** PAGE EXCERPT **
****************
Problem with OpenFoam 6 -parallel on remote HPC nodes

mrishi · May 15, 2019, 15:54

Hi,
I am trying to build OpenFOAM-6 in my home directory of an HPC cluster.
When I try to submit a domain-decomposed job to the compute nodes:

Code:

mpirun -np 2 simpleFoam -parallel

I get the following error message.

Code:

[cn364:03855] [[INVALID],INVALID] ORTE_ERROR_LOG: Not found in file ess_env_module.c at line 367
[cn364:03854] [[INVALID],INVALID] ORTE_ERROR_LOG: Not found in file ess_env_module.c at line 367


[cn364:03855] [[INVALID],INVALID]-[[36818,0],0] mca_oob_tcp_peer_try_connect: connect to 255.255.255.255:45715 failed: Network is unreachable (101)
[cn364:03854] [[INVALID],INVALID]-[[36818,0],0] mca_oob_tcp_peer_try_connect: connect to 255.255.255.255:45715 failed: Network is unreachable (101)
****************
Coordinate annotation records
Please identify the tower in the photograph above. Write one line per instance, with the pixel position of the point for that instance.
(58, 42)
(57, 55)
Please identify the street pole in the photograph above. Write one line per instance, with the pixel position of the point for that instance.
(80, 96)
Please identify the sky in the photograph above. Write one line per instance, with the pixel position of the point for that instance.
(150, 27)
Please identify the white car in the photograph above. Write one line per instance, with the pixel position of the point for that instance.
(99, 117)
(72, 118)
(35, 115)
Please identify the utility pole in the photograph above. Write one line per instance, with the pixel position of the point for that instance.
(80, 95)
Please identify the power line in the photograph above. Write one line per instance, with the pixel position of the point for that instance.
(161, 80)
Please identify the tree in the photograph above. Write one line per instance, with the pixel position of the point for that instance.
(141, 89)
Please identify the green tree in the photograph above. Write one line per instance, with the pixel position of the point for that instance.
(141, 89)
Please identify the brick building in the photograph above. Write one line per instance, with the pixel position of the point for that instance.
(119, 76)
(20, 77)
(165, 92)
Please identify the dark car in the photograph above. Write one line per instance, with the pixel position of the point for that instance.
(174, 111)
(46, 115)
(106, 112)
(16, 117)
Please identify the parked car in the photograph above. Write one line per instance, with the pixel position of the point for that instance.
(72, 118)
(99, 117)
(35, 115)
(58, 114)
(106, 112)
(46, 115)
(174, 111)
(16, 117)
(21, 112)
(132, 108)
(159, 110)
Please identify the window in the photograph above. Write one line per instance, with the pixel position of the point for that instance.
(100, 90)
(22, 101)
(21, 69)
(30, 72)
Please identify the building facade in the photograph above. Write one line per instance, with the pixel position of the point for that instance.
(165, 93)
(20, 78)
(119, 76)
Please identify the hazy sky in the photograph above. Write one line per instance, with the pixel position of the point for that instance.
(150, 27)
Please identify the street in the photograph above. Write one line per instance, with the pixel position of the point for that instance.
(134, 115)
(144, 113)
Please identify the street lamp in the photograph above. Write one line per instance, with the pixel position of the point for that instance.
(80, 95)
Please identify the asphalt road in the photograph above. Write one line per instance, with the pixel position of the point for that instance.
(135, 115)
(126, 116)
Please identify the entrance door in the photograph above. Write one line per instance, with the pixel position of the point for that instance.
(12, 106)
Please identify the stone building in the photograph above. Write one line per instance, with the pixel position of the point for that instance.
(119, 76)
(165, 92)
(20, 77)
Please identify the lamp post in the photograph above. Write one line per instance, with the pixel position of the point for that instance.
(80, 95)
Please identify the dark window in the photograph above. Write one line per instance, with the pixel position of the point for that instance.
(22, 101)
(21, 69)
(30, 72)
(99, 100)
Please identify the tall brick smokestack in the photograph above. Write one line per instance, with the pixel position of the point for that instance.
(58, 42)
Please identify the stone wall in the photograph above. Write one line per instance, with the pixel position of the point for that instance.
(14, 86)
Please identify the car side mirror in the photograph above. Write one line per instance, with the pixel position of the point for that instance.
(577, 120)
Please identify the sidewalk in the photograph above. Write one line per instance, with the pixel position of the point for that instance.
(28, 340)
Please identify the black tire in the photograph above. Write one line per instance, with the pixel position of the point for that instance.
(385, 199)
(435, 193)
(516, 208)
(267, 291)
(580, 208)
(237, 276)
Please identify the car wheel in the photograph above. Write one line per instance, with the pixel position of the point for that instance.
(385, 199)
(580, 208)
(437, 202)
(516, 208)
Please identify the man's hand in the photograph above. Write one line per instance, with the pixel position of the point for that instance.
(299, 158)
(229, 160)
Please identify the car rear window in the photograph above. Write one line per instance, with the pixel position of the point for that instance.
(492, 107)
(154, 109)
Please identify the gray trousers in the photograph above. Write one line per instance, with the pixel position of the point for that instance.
****************
** WHAT YOU NEED TO DO **
a – Return the part of the OpenFOAM forum thread that opens with the words containing "Problem with OpenFoam" and closes with "following error message.", copied word for word.
b – Retype, unchanged, the records from the line containing "Please identify the man's" through the end of the records.

** TASK-BY-TASK SOLUTIONS **
a –
Problem with OpenFoam 6 -parallel on remote HPC nodes

mrishi · May 15, 2019, 15:54

Hi,
I am trying to build OpenFOAM-6 in my home directory of an HPC cluster.
When I try to submit a domain-decomposed job to the compute nodes:

Code:

mpirun -np 2 simpleFoam -parallel

I get the following error message.

b –
Please identify the man's hand in the photograph above. Write one line per instance, with the pixel position of the point for that instance.
(299, 158)
(229, 160)
Please identify the car rear window in the photograph above. Write one line per instance, with the pixel position of the point for that instance.
(492, 107)
(154, 109)
Please identify the gray trousers in the photograph above. Write one line per instance, with the pixel position of the point for that instance.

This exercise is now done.